● **Rows**
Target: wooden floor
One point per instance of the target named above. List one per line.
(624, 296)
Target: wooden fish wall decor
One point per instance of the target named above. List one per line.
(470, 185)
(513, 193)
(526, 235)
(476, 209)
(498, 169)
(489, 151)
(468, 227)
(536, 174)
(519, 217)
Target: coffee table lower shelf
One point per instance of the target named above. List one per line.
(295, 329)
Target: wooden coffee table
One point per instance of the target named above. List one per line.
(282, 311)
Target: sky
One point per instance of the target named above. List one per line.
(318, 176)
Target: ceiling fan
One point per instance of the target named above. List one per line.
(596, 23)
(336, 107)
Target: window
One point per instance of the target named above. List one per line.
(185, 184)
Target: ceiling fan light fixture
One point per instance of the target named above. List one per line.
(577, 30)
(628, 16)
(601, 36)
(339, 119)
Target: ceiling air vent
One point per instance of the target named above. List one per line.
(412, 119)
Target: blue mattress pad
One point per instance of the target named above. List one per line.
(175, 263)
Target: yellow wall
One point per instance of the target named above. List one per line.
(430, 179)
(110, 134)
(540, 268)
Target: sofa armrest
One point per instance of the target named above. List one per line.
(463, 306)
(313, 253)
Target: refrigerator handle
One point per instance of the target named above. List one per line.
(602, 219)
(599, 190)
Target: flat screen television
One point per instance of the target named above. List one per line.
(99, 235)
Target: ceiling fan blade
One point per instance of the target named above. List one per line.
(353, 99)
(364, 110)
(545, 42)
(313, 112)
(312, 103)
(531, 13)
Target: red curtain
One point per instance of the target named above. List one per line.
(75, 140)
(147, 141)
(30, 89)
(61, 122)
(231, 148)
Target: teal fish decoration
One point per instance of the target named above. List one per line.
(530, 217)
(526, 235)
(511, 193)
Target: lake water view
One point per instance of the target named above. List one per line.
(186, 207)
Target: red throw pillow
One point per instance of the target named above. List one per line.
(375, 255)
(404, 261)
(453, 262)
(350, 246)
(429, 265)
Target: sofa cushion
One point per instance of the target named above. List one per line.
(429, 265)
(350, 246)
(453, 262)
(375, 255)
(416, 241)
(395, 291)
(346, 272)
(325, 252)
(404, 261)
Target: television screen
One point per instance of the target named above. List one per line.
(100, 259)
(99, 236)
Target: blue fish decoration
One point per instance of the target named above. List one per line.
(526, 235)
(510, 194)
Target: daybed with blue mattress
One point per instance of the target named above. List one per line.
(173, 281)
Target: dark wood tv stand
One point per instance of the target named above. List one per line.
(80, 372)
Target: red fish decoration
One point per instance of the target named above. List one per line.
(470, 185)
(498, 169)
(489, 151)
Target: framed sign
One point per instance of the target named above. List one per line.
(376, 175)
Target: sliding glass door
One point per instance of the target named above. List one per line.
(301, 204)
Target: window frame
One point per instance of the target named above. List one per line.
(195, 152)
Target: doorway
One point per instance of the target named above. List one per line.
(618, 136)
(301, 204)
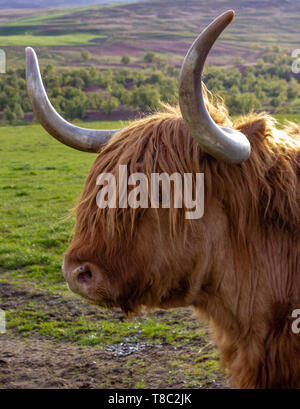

● **What you should do**
Can you write out the records again from the line with "Target: blue fish decoration" through the end of the records, with "decoration" replaced by "ornament" and everything else unchanged? Leave the pictures out of your answer.

● **Finished answer**
Target: blue fish ornament
One point per instance of the target named above. List one per line.
(526, 235)
(510, 194)
Target: daybed with blue mattress
One point per instance of the target named above. List one per line.
(173, 281)
Target: dark wood tv stand
One point per instance of the target named above. List one per line.
(80, 372)
Target: red fish ornament
One point per instance of the target named above. List one per line.
(470, 185)
(498, 169)
(489, 151)
Target: framed sign
One point per instance of the target named above. List one per line.
(376, 175)
Target: sliding glass door
One point per instance of the target named above. List one per line.
(301, 204)
Target: window frame
One point per instance of the target named above. List one per line.
(195, 152)
Target: doorway
One point per instance of the target named above. List one per line.
(618, 136)
(301, 204)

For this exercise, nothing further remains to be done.